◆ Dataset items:
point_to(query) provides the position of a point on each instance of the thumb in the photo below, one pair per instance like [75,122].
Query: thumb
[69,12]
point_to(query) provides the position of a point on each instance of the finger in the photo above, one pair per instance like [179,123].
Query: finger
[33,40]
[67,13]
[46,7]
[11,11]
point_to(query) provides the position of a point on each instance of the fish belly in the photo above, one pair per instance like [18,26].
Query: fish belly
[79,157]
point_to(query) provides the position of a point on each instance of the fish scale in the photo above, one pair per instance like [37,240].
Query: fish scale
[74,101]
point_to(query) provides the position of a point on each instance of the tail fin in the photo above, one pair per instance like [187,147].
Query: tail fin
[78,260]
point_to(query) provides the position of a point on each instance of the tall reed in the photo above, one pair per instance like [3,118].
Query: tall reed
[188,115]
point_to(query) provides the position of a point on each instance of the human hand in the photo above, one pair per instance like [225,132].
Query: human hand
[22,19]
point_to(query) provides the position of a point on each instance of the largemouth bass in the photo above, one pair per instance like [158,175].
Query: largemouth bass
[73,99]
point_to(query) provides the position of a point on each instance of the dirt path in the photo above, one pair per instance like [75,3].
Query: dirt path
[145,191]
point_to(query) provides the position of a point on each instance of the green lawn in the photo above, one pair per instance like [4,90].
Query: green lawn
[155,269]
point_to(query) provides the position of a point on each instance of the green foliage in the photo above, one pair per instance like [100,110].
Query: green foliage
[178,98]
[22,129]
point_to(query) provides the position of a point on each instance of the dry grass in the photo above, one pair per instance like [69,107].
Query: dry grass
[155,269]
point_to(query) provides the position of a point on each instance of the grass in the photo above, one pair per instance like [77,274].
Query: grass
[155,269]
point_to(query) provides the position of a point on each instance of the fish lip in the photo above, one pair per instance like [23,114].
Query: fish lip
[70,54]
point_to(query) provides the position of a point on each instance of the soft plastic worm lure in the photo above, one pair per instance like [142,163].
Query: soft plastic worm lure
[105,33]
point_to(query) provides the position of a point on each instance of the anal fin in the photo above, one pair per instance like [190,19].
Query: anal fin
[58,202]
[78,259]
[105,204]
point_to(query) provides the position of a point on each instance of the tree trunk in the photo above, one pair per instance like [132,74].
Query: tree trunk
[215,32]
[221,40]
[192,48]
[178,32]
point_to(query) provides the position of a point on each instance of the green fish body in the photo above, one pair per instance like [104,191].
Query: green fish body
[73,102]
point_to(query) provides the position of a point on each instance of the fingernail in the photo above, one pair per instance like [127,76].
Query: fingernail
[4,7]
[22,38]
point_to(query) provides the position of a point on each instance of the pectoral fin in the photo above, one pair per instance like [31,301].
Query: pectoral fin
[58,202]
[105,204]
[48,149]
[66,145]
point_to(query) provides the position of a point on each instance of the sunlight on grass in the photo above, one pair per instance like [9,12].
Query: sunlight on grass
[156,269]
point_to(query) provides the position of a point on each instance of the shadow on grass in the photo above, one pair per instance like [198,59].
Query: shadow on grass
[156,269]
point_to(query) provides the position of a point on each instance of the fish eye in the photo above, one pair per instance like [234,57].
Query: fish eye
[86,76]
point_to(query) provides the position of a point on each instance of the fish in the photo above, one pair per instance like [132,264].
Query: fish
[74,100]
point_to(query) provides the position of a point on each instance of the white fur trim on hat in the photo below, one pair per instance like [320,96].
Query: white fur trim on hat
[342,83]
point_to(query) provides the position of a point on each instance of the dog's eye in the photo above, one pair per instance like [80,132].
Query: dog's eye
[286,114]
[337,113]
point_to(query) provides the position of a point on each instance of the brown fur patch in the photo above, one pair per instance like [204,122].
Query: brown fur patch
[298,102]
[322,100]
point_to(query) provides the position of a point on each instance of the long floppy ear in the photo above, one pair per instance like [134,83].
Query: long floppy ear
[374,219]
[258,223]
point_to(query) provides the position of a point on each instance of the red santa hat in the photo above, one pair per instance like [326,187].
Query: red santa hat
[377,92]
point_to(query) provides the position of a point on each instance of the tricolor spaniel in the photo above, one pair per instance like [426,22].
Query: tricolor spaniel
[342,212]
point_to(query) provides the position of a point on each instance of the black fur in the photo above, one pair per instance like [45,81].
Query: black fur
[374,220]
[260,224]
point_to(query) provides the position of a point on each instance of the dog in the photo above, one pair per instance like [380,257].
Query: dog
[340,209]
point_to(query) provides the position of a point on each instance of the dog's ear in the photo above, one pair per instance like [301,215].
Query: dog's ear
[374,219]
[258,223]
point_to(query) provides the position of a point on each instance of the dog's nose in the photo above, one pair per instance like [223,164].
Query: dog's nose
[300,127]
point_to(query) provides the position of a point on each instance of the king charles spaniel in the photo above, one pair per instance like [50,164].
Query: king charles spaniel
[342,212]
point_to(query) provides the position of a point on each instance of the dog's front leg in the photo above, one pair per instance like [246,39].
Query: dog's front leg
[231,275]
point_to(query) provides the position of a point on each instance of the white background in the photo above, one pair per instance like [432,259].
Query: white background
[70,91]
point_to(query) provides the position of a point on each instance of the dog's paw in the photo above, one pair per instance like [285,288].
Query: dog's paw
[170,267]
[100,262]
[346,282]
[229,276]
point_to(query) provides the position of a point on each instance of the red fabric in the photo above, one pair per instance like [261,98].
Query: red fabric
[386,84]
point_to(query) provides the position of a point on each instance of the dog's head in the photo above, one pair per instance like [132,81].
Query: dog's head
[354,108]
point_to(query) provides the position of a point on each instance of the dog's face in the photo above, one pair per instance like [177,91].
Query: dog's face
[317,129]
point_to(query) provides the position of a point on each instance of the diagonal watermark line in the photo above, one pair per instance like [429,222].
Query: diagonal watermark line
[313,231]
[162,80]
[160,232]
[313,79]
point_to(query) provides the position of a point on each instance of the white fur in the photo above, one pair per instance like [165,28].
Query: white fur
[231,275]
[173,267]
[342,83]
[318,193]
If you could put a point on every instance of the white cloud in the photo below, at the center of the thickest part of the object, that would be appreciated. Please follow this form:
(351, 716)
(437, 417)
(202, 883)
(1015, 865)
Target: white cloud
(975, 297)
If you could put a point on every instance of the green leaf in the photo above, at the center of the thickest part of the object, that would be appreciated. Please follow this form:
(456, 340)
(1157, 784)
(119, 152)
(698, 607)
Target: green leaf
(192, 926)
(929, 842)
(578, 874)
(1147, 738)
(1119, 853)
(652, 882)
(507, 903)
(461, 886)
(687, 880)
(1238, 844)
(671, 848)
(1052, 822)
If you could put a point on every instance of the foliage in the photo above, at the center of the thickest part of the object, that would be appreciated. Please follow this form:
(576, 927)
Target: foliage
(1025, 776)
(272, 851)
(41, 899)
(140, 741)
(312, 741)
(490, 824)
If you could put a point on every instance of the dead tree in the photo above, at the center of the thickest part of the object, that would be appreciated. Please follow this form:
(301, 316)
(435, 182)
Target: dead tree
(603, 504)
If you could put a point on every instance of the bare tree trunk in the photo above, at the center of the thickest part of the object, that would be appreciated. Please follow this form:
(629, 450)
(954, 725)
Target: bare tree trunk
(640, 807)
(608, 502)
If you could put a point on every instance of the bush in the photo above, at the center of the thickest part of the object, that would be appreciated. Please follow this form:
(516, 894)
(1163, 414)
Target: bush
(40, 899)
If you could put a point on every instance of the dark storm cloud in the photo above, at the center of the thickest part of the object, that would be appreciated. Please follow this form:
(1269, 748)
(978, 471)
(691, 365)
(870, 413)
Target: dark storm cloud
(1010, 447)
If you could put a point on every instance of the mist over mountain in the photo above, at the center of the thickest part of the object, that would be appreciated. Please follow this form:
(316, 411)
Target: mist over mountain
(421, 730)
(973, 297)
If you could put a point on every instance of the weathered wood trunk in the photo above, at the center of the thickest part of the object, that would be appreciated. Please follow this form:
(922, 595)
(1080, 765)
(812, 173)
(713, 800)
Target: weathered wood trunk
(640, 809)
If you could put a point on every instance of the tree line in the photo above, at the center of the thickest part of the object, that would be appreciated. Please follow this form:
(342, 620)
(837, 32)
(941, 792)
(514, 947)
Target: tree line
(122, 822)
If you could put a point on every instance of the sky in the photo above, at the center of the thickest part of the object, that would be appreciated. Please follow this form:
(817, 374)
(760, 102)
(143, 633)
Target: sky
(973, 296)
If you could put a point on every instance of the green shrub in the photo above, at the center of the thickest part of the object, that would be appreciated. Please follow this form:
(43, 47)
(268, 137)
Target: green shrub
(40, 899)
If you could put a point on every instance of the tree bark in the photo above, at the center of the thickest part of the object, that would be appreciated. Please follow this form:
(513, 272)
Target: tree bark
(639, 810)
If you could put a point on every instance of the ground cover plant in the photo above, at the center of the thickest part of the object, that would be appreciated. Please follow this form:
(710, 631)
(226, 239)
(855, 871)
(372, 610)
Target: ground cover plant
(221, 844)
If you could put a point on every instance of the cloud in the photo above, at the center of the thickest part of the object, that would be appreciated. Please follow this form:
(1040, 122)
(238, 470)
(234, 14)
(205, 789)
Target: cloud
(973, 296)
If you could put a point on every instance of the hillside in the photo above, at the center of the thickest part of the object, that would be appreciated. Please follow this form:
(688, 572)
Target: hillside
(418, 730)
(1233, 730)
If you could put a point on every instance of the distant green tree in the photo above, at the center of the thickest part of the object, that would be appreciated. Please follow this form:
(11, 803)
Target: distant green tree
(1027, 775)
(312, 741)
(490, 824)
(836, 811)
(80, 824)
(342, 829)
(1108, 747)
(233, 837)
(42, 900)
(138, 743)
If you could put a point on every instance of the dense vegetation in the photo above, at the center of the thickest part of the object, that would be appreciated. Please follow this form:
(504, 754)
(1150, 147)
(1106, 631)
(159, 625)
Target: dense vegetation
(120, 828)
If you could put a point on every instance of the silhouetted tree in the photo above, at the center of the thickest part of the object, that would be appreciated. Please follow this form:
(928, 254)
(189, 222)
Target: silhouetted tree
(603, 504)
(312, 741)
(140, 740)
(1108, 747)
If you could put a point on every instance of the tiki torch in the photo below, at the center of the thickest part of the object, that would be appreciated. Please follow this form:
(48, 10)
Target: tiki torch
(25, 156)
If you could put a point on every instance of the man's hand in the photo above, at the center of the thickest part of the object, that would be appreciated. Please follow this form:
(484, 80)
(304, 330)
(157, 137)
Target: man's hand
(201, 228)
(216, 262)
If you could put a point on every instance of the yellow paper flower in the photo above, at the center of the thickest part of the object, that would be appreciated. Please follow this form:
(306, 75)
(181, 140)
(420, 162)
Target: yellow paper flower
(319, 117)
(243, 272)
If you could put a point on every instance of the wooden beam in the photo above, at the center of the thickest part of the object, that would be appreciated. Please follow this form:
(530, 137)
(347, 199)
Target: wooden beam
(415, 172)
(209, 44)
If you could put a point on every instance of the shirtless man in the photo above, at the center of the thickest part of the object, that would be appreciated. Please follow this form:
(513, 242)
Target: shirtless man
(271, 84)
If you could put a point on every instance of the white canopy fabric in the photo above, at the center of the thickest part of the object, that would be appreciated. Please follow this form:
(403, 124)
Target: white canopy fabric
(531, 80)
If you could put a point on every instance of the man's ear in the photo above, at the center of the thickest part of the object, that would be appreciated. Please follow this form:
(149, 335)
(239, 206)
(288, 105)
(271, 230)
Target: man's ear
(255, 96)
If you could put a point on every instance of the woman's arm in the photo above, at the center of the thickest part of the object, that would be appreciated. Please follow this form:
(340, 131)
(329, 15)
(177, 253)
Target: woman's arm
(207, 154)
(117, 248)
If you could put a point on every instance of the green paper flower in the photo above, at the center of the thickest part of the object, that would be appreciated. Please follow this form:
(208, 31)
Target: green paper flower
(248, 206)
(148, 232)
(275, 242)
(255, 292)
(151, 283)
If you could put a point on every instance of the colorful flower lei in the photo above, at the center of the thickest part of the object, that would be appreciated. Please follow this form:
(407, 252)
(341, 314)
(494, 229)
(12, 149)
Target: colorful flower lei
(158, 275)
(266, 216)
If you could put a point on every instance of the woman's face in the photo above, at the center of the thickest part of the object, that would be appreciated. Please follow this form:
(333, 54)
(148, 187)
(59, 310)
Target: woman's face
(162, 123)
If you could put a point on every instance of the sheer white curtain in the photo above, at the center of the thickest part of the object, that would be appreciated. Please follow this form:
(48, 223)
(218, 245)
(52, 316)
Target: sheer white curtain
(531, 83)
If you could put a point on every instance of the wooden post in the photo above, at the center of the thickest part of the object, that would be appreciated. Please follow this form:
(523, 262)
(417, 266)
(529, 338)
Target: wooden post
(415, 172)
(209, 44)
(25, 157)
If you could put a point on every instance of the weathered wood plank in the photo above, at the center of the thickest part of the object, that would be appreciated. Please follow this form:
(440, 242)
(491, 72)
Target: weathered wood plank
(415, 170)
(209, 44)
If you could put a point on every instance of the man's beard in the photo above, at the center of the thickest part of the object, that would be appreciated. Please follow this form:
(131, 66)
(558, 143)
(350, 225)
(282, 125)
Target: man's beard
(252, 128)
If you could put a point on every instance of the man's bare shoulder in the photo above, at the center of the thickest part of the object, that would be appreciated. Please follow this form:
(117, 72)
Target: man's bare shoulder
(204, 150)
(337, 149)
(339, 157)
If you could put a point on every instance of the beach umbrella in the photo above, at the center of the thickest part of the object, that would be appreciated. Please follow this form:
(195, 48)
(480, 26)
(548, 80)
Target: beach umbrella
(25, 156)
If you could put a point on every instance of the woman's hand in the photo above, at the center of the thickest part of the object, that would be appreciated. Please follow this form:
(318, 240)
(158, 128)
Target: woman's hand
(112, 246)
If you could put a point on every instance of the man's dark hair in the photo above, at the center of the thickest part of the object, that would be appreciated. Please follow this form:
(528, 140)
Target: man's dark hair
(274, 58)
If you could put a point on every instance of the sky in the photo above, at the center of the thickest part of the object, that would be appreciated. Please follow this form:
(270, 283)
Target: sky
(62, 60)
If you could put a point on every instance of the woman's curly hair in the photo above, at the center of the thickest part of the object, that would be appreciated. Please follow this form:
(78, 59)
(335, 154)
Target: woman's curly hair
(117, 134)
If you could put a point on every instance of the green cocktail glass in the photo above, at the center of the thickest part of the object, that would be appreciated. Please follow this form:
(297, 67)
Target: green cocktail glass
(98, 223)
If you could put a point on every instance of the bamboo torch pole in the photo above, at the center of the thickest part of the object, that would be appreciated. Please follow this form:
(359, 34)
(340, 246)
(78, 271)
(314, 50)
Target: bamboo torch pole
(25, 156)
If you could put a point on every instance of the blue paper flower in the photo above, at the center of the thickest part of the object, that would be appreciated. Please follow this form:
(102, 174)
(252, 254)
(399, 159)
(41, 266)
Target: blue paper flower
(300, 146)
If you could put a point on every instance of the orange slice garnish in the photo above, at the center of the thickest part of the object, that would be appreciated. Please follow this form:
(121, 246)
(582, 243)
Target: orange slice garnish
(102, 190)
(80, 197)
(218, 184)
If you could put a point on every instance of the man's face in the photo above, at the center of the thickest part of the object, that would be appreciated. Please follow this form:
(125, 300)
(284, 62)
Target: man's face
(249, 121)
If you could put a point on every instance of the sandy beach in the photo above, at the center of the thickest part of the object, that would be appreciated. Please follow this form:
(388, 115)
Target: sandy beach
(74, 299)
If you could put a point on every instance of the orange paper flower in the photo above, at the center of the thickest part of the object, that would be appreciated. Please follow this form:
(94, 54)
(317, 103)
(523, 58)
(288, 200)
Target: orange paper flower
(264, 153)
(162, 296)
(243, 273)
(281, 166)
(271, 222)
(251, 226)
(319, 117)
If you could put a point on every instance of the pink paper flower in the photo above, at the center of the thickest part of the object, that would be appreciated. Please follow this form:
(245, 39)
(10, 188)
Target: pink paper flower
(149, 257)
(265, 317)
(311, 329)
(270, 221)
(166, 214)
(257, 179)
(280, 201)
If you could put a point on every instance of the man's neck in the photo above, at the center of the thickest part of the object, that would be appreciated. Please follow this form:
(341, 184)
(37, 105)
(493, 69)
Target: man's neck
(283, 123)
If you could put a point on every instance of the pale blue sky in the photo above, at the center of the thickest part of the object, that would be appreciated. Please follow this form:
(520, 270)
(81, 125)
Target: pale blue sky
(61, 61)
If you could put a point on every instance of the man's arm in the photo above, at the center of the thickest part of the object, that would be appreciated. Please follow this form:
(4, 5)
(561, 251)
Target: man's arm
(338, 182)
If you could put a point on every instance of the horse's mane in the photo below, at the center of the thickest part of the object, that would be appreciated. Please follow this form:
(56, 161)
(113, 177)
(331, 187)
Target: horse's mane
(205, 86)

◆ To do: For the records above, state the number of lines that contain "below", and provide nothing further.

◆ Answer to this problem: 5